◆ Given passage:
——

China Merchants rises in earnings and bad loans

Analysts say overall loan demand remained weak in the first six months of the year

PUBLISHED : Saturday, 18 August, 2012, 12:00am
UPDATED : Saturday, 18 August, 2012, 3:10am

China Merchants Bank, the country's sixth-largest lender by market capitalisation, said bad loans rose for the second consecutive quarter as credit quality in the Yangtze River and Pearl River Delta regions deteriorated.

The bank's asset quality deterioration was in line with data issued this week by the China Banking Regulatory Commission, which showed bad loans among mainland banks rising about 4.15 per cent to 456.4 billion yuan (HK$557 billion) in the quarter ended June from the preceding quarter.

Sector wide non-performing loan ratios, bad loans measured against total loans, however continue to remain low, as banks managed to increase their assets.

Shenzhen-headquartered China Merchants Bank said net profit rose 25.68 per cent to 23.4 billion yuan, on the back of better fee income and loan business.

Net interest income rose 22 per cent to 43.6 billion yuan in the first half, while fee-based income increased 19 per cent to 9.7 billion yuan.

Bad loans rose nearly 8 per cent to 9.9 billion yuan in the first half, compared with the end of last year, due to defaults across various sectors, including construction, manufacturing and wholesale and retail.

The bank's non-performing loan ratio remained flat compared with the end of last year, thanks to a near 19 per cent growth in assets.

Its loan-loss-reserve ratio, which measures the amount of money put aside for bad loans, also remained flat compared with the end of last year.

The bank's net interest margin, a measure of lending profitability, rose 0.12 percentage points to 3.11 per cent from a year earlier.

Analysts said China Merchants Bank maintains a stronger bargaining power over its large client base of small to medium enterprises in the face of the recent interest rate liberalisation, which puts pressure on the spread between the cost of funds and lending income.

China's overall loan demand has remained weak in the first six months, as the world's second-largest economy continued to weaken.

Chongqing Rural and Commercial Bank, another smaller mainland bank listed in Hong Kong, said yesterday that its net profit rose 25.3 per cent to 2.8 billion yuan in the first six months of this year from a year earlier.

The rise in earnings was boosted by spikes in revenue from loan business and fee income.

The bank saw improvement in loan quality, as bad loans fell by 6.2 per cent to 1.95 billion yuan compared with the end of last year. Non-performing loan ratios fell 0.25 percentage points to 1.19 per cent.

——

◆ Stored data:
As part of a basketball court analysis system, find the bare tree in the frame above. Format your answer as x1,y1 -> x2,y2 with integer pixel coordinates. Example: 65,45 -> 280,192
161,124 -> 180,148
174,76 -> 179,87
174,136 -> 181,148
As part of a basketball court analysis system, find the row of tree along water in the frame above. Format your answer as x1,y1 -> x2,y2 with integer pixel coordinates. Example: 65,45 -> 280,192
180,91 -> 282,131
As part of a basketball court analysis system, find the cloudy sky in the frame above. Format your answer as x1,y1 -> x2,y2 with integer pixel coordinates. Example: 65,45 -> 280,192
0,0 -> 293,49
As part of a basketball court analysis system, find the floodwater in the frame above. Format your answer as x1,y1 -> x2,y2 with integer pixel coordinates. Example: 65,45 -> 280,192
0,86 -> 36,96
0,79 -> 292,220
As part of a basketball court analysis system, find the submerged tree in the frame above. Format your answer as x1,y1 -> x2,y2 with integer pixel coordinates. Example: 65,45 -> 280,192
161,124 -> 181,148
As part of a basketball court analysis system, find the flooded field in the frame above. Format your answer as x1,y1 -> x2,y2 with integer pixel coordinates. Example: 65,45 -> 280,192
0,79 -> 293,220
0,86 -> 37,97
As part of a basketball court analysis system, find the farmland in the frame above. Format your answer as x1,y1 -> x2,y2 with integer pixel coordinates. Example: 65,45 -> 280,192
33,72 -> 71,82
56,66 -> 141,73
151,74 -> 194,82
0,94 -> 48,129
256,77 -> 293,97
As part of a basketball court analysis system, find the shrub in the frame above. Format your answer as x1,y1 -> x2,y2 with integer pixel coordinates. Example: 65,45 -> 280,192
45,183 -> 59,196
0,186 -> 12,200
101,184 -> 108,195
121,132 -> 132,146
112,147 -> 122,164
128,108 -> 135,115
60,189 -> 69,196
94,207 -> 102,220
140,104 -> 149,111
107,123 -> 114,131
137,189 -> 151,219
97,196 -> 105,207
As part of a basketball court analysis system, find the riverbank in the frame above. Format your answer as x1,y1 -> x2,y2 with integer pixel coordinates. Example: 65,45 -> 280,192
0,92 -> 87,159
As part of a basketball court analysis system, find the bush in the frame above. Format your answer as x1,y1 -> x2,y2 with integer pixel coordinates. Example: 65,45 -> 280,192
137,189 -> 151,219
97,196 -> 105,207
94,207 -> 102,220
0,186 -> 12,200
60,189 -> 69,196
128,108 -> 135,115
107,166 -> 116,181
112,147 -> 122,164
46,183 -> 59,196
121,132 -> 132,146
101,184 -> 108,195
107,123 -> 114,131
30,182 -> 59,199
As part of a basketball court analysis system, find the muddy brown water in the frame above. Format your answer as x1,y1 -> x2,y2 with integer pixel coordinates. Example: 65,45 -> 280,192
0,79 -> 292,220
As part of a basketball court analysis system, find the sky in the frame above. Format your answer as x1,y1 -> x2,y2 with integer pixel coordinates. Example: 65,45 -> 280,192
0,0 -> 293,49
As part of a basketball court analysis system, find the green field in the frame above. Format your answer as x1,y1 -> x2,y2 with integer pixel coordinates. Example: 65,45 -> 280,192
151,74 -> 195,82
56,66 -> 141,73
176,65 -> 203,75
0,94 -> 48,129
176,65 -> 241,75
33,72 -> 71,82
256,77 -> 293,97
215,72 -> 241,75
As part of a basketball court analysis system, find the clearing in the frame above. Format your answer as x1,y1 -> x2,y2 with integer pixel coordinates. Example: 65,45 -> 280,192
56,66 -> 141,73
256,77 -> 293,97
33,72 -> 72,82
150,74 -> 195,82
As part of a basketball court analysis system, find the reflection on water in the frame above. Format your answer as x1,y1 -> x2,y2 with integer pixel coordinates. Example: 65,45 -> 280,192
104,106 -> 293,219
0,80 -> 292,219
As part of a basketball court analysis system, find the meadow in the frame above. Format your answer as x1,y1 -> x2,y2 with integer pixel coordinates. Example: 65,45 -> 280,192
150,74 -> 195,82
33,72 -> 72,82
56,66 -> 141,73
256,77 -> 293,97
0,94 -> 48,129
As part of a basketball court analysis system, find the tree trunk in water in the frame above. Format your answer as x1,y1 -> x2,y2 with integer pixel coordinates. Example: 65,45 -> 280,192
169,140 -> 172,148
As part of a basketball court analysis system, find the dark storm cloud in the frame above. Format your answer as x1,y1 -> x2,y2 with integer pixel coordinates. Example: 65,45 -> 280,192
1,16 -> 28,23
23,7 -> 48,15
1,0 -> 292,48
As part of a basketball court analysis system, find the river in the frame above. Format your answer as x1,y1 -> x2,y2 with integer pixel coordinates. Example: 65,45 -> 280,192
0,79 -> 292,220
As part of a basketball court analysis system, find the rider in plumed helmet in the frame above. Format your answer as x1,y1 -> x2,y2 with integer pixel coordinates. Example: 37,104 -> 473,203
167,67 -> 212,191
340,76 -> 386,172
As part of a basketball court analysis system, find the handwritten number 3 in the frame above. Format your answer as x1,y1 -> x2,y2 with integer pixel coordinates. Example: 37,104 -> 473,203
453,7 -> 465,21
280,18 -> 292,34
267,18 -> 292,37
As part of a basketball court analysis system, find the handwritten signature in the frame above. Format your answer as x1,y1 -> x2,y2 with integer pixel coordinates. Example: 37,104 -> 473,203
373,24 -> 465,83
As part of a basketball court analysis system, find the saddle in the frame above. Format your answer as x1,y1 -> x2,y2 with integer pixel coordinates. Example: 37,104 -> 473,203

——

◆ Task to carry out:
Write out the China Merchants Bank article above word for word, from "Shenzhen-headquartered China Merchants" up to and including "9.7 billion yuan.".

◆ Completed task:
Shenzhen-headquartered China Merchants Bank said net profit rose 25.68 per cent to 23.4 billion yuan, on the back of better fee income and loan business.

Net interest income rose 22 per cent to 43.6 billion yuan in the first half, while fee-based income increased 19 per cent to 9.7 billion yuan.